*Exercise 1*
From the photography forum thread, reproduce word for word the part that opens with the words containing "## PhilGarber (Jun" and closes with "be created postcards).".
*Exercise 2*
In the photography forum thread, which macro lens does JerryPH say he really loves?

*Passage shown*
——
Lighting is where it all starts, Phil: the word 'photo' means 'light' in Latin.


----------



## Helen B (Jun 6, 2008)

Alfred D. said:


> Lighting is where it all starts, Phil: the word 'photo' means 'light' in Latin.



Greek. In Latin it would be something along the lines of 'lux', as in 'E tenebris lux' (from the darkness, light) or the slightly different 'lumen' (more like 'lamp').

Best,
Helen


----------



## dylj (Jun 6, 2008)

Helen B said:


> Greek. In Latin it would be something along the lines of 'lux', as in 'E tenebris lux' (from the darkness, light) or the slightly different 'lumen' (more like 'lamp').
> 
> Best,
> Helen


 
I love it.


----------



## Garbz (Jun 7, 2008)

:shock: she really does know everything! :shock:

Phil, Nikon or Canon, a $55 lens is too good to be true. Follow usayit's advice and shop smart!

Btw Alfred that system however cheap it is won't work if your near focus distance is 1m


----------



## PhilGarber (Jun 8, 2008)

Thanks Garbz... There's just one problem.. have I mentioned I'm only 13? (Meaning I have no income besides my soon to be created postcards).


----------



## JerryPH (Jun 8, 2008)

I studied latin for a short time. Reading "The Three Little Pigs" as tanslated by a true linguist just seems to add something to it... LOL!

I really love my Sigma 105mm F/2.8 macro... my results are always pleasing.


----------



## Alfred D. (Jun 8, 2008)

> Originally Posted by *Helen B*
> Greek. In Latin it would be something along the lines of 'lux', as in 'E tenebris lux' (from the darkness, light) or the slightly different 'lumen' (more like 'lamp').
> 
> Best,
> Helen





dylj said:


> I love it.


----------



## RyanLilly (Jun 8, 2008)

usayit said:


> Another setup (relatively inexpensive) to consider...
> M42 screwmount adapter for whatever camera you are using
> M42 screwmount bellows unit
> Takumar 50mm f2 lens
> ...



That sounds like a fun setup, M42 adapters are everywhere for about $15, with out the AF confirm, or you can spend a little more with it, but likely unnecessary.  The lens and Bellows can both be had at Keh.com

Usayit, any particular reason to choose the f2 , rather than  others like the f1.4?


----------



## usayit (Jun 8, 2008)

RyanLilly said:


> Usayit, any particular reason to choose the f2 , rather than  others like the f1.4?
——
Source records
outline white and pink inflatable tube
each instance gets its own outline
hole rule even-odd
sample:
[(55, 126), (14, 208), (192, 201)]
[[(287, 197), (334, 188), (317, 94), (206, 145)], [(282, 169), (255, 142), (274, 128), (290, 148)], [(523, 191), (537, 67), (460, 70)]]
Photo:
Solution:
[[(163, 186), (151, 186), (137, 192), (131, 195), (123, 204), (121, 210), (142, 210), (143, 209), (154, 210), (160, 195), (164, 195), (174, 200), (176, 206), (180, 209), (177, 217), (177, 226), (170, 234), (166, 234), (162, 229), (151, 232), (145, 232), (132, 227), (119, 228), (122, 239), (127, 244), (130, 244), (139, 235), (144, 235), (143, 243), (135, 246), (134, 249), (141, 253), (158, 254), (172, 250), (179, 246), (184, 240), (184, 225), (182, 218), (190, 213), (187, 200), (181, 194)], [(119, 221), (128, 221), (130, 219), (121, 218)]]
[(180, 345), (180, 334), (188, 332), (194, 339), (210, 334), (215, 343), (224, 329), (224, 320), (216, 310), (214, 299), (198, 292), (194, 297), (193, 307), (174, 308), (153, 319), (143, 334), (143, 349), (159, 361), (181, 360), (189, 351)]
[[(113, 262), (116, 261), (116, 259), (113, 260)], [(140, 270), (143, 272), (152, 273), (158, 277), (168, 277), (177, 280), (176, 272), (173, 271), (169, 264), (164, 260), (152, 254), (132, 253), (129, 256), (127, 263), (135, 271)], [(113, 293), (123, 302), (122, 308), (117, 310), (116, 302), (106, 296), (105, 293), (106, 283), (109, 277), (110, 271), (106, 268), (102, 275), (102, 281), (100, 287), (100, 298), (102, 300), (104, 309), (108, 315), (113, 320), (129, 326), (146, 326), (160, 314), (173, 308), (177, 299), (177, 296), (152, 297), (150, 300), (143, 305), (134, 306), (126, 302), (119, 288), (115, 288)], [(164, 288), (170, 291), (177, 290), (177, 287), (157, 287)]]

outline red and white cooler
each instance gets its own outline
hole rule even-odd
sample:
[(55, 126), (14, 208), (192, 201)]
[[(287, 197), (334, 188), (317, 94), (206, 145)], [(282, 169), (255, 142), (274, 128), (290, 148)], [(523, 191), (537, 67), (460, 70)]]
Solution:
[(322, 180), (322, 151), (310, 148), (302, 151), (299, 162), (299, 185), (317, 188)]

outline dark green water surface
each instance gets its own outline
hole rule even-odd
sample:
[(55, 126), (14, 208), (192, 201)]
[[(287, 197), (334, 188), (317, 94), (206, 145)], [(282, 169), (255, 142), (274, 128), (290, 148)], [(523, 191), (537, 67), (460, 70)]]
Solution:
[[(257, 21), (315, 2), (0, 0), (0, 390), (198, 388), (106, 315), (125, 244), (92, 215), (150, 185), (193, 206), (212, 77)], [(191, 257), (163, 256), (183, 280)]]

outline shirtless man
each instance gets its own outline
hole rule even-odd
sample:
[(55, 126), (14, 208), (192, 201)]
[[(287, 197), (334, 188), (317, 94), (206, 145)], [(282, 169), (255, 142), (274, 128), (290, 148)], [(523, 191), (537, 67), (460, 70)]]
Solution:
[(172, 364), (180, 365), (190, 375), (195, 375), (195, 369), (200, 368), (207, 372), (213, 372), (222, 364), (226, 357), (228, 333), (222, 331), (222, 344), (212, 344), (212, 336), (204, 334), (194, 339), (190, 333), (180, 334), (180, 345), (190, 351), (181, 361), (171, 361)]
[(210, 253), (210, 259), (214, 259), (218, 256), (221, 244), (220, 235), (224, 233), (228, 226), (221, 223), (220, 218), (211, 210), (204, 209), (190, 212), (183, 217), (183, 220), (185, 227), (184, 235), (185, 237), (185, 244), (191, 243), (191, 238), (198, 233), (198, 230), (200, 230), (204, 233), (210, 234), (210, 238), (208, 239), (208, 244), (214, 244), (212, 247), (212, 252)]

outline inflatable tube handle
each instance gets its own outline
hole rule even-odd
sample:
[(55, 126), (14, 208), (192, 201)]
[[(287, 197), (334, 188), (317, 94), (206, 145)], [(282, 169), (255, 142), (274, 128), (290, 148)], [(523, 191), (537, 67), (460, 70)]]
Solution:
——
*Written reply 1*
## PhilGarber (Jun 8, 2008)

Thanks Garbz... There's just one problem.. have I mentioned I'm only 13? (Meaning I have no income besides my soon to be created postcards).

*Written reply 2*
The Sigma 105mm F/2.8 macro.